▶ TEXT SEGMENT:

Redux – Farmers’ Daughter in Yarralumla
by The Editor
As mentioned by Barrister Barrister, Farmers Daughter is uncontaminated by apostrophes. Sadly, on our first visit a few weeks after opening we found it to also be lacking in service.
Like parents forgiving the antics of their naughty girl we returned to the leafy shopping precinct of Yarralumla to see what had changed. Are we in for another lecture? Armed with a shoddy camera we visited with an open mind.
It tends to be a breeding demographic that frequents this cafe during the brunch inch hours of a Saturday. Performing hurdles and swerving around children in three- or four-wheeled prams (or progressing on two or four human limbs) we found ourselves a table inside and sat down to catch our breath.
What first caught our eye was the number of staff present at Farmers daughter that morning. A small army of bright young things swarmed the cafe in crisp and white t-shirts. There were none of the service issues of the previous visit as a waitress swept away with our drinks order like an easy summer breeze. Decisions made on what to eat from the limited though clever menu, we were content to sit back with a paper and take in the mood. Water was provided in elegant glasses along with a carafe that looked suspiciously like a Chemex. Was the cafe looking to introduce the drip filter fanatics weapon of choice, or was this simply a coincidence? Perhaps we could have, should have asked.

▶ MATERIAL PROVIDED:
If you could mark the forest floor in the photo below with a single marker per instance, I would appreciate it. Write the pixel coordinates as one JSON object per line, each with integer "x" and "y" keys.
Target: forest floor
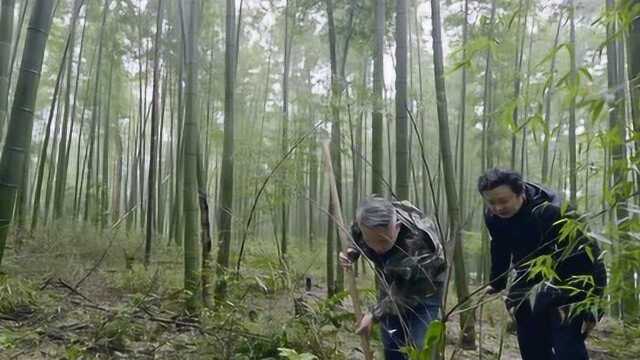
{"x": 92, "y": 299}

▶ EXERCISES TO COMPLETE:
a. Can you quote the cafe review from "Redux – Farmers’" to "an open mind."?
b. What does the cafe review say about each of these?
(i) What was the cafe found to be lacking on the first visit?
(ii) What were the staff wearing?
(iii) What did the carafe look suspiciously like?
c. Could you proceed with the cafe review from the point where it stops?
The lines can be set aside; nothing here depends on them.

▶ OUTPUTS FOR THE TASKS:
a.
Redux – Farmers’ Daughter in Yarralumla
by The Editor
As mentioned by Barrister Barrister, Farmers Daughter is uncontaminated by apostrophes. Sadly, on our first visit a few weeks after opening we found it to also be lacking in service.
Like parents forgiving the antics of their naughty girl we returned to the leafy shopping precinct of Yarralumla to see what had changed. Are we in for another lecture? Armed with a shoddy camera we visited with an open mind.

b.
(i) Service.
(ii) Crisp and white t-shirts.
(iii) A Chemex.

c.
Another lovely touch is the heavy handled cutlery. It gives one the feeling of truly sitting at a country table, despite some of the rather urbane touches to the cafe’s interior. Sitting at the rustic table the knife and fork have a strong presence in the grip – a feeling of longevity and quality. It’s a subtle and effective mechanism. You can read more about the general feel of the cafe in Barrister Barrister’s visit to check out the coffee scene a few months ago.
Once the food arrives their functionality is put to the test. In front of us sat the Zucchini with Sweet Corn Fritters ($18.50) – served with avocado – and Fried Egg Bruschetta served with crispy onion rings and a spicy relish ($18.50). As a healthy option the Fritters certainly hit their mark. A reasonable serving, they were moist and delicate without falling off the fork in transit from the plate. However, for those looking to supercharge their Saturday, the Bruschetta that got us carried away. It’s greasy, spicy, crispy and fresh – in fact a collection of sensations that set alight a drowsy morning palate.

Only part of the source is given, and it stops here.